[Information supplied Boundary: Start]

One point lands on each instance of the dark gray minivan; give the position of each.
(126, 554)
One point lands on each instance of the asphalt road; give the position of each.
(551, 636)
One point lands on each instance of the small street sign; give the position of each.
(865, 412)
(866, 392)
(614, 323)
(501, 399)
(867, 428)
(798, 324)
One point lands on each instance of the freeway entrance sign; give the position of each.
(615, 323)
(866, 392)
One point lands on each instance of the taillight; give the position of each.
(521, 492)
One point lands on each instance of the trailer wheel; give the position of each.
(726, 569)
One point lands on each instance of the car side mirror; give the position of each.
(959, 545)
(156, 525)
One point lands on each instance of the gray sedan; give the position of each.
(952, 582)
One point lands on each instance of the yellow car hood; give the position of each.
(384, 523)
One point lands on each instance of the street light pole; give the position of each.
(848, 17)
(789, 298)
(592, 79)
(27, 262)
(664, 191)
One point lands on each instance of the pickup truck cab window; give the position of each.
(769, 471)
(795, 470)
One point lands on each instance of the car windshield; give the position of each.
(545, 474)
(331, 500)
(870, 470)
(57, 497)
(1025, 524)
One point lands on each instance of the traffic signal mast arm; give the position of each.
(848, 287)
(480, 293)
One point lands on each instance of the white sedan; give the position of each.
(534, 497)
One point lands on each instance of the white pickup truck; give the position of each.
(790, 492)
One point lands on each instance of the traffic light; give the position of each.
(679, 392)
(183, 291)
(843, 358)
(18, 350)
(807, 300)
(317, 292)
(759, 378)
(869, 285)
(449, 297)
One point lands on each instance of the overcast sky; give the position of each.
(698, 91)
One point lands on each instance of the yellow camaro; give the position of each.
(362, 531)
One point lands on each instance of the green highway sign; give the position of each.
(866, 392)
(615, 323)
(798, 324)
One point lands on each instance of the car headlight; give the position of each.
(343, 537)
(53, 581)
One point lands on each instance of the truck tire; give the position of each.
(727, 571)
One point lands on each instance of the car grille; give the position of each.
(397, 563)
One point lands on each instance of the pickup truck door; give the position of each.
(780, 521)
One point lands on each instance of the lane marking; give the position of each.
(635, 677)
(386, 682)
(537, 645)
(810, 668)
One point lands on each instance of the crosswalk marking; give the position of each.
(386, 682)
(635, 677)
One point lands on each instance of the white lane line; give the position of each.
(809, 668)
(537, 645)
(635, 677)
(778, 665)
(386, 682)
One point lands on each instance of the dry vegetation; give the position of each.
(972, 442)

[Information supplied Boundary: End]

* **Your goal**: Each record above should be given again exactly as it appears.

* **Solution to this problem**:
One point lands on each instance of the dark gray minivan; give the position of each.
(126, 554)
One point lands on each instance of the asphalt road; give the position of each.
(551, 636)
One point lands on each instance of the small street sign; give the position of each.
(865, 412)
(866, 392)
(614, 323)
(501, 399)
(867, 428)
(798, 324)
One point lands on each instance of the freeway entrance sign; give the position of each.
(615, 323)
(866, 392)
One point lands on each instance of the taillight; give the position of each.
(521, 492)
One point lands on each instance of the trailer wheel; give the position of each.
(726, 569)
One point lands on each instance of the car side mirror; give the position of each.
(959, 545)
(156, 525)
One point lands on each instance of the gray sedan; give the position of each.
(952, 582)
One point lands on each instance of the yellow car hood; give the position of each.
(384, 523)
One point lands on each instance of the street light pole; give the position of each.
(848, 17)
(789, 298)
(592, 79)
(27, 262)
(664, 191)
One point lands on each instance of the pickup truck cab window; give the position of each.
(769, 471)
(795, 470)
One point lands on each instance of the car windshield; give the position of each.
(545, 474)
(331, 500)
(870, 470)
(57, 497)
(1025, 524)
One point lands on each instance of the traffic signal mast arm; give the position of each.
(848, 287)
(480, 293)
One point lands on each instance of the white sedan; give the position of each.
(534, 497)
One point lands on each instance of the white pickup truck; give the position of each.
(790, 492)
One point lands on each instance of the traffic light; give the position of each.
(679, 392)
(183, 291)
(843, 358)
(18, 350)
(807, 300)
(317, 292)
(759, 378)
(869, 285)
(449, 297)
One point lands on each instance of the overcast sky; give the position of each.
(698, 91)
One point lands on each instance of the yellow camaro; give the position of each.
(362, 531)
One point lands on each instance of the green highway sign; give the position of each.
(866, 392)
(615, 323)
(798, 324)
One point lands on each instance of the car headlight; give the position of each.
(343, 537)
(53, 581)
One point lands on each instance of the truck tire; give the position of each.
(727, 571)
One point lands on each instance of the car grille; give the position of each.
(397, 563)
One point lands on each instance of the pickup truck door; give the position of each.
(780, 521)
One point lands on each instance of the lane marking; give the position of each.
(635, 677)
(386, 682)
(537, 645)
(810, 668)
One point lands on each instance of the crosswalk marking; give the position of each.
(386, 682)
(635, 677)
One point lands on each instance of the white lane line; give the position of each.
(809, 668)
(537, 645)
(635, 677)
(778, 665)
(386, 682)
One point lands on each instance of the dry vegetation; give the position of each.
(972, 442)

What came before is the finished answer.